┌─ Texto fornecido

Sejam quais forem as suas motivações últimas, empresas (ou entidades similares) como estas, que respeitam (também) os interesses do consumidor, merecem o devido destaque público na televisão ou na rádio, no jornal ou no blogue e até, porque não, nas conversas de café. Ainda bem, por isso, que o Rui Branco, seguindo a opinião de alguns leitores do seu blogue, acabou por nos anunciar a loja onde foi tão bem atendido: a Gillamp do CCColombo. Uma loja iluminada, já se vê.

Nota-Porque razão deveríamos dar aqui o maior relêvo às empresas que nos servem mal (PT Comunicações, Telepac, Netcabo, etc.) e nem sequer mencionar aquelas de quem só temos a dizer bem?

Excerto de um livro não anunciado (297)

Persuasão e retórica

No quadro da persuasão, onde se situa a retórica, pode afirmar-se - ainda mais acentuadamente do que em qualquer outro tipo de discurso - que a finalidade do raciocínio é a decisão, uma decisão que fundamentalmente consiste em escolher uma das duas opções sempre em aberto: aderir ou não aderir. Referimo-nos aqui não apenas ao acordo final do auditório quanto à validade das teses que lhe foram propostas, mas também à adesão a cada uma das premissas e dos argumentos avançados pelo orador nas diferentes fases do seu discurso. É este o entendimento que se mostra mais de acordo com a interrogatividade em contínuo defendida por Meyer e que implica que, para decidir e raciocinar em cada uma dessas diferentes fases, o auditório (ou decisor) deva ter conhecimento prévio:

a) da situação ou problema que requer uma decisão
b) das diferentes opções de resposta
c) das consequências de cada uma dessas opções

São estas as três condições em que a retórica e a persuasão podem aspirar à adesão crítica do auditório. Do lado do orador, correspondem ao imperativo ético de não escamotear a verdadeira natureza do problema que carece de solução consensual, dar a conhecer ao auditório as diferentes respostas possíveis em vez de ocultar as que lhe pareçam “inconvenientes” e, por último, enunciar as previsíveis consequências de cada uma dessas opções. Do lado do auditório, prefiguram as três exigências básicas da respectiva tomada de decisão, de tal modo, que, uma vez não satisfeitas, legitimam, por si só, o silêncio ou recusa de aderir. E se a adesão (ou não adesão) é a consequência natural do raciocinar e decidir, então, dir-se-á, há-de ser também nessas duas instâncias do pensamento que a persuasão se submeterá à mais dura prova da sua eficácia.

17 março 2006

E não os conheço de lado nenhum

Sem perceber nada de domínios e alojamentos, deambulei pela web em busca de alguma ajuda para registar um domínio .pt. Casualmente acabei por ir ter aqui:


E foi tudo fácil. Escolhi um nome, fiz meia dúzia de cliques e o meu pedido de registo ficou pronto em dois tempos. Por email, automaticamente ou não (não cuidei de averiguar) mas sempre de imediato, a empresa ia-me pondo ao corrente dos dados que recebera e do que me faltava fazer. Fui a uma caixa do Multibanco, transferi a devida importância para a conta que me fora indicada e fiquei a aguardar a confirmação do registo.

└─
┌─ Material de estudo

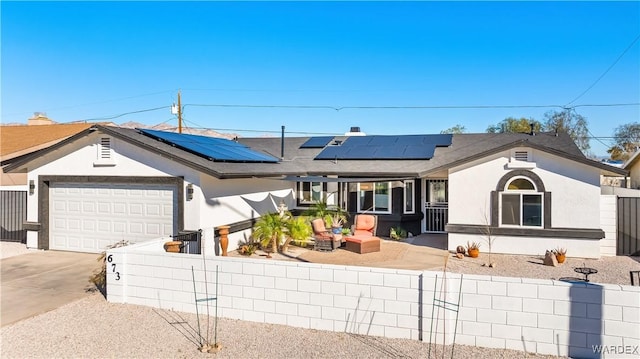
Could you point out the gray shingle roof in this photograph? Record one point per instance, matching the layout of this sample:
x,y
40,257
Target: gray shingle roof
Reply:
x,y
300,161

└─

— Partes do exercício —
• a. Transcreva o trecho do texto fornecido que começa em "Sejam quais forem" e termina em "a dizer bem?".
• b. Segundo o texto fornecido, em que loja foi o Rui Branco tão bem atendido?
As linhas não têm qualquer papel no que aqui se pede.

— Respostas por tarefa —
• a.
Sejam quais forem as suas motivações últimas, empresas (ou entidades similares) como estas, que respeitam (também) os interesses do consumidor, merecem o devido destaque público na televisão ou na rádio, no jornal ou no blogue e até, porque não, nas conversas de café. Ainda bem, por isso, que o Rui Branco, seguindo a opinião de alguns leitores do seu blogue, acabou por nos anunciar a loja onde foi tão bem atendido: a Gillamp do CCColombo. Uma loja iluminada, já se vê.

Nota-Porque razão deveríamos dar aqui o maior relêvo às empresas que nos servem mal (PT Comunicações, Telepac, Netcabo, etc.) e nem sequer mencionar aquelas de quem só temos a dizer bem?

• b. Na Gillamp do CCColombo.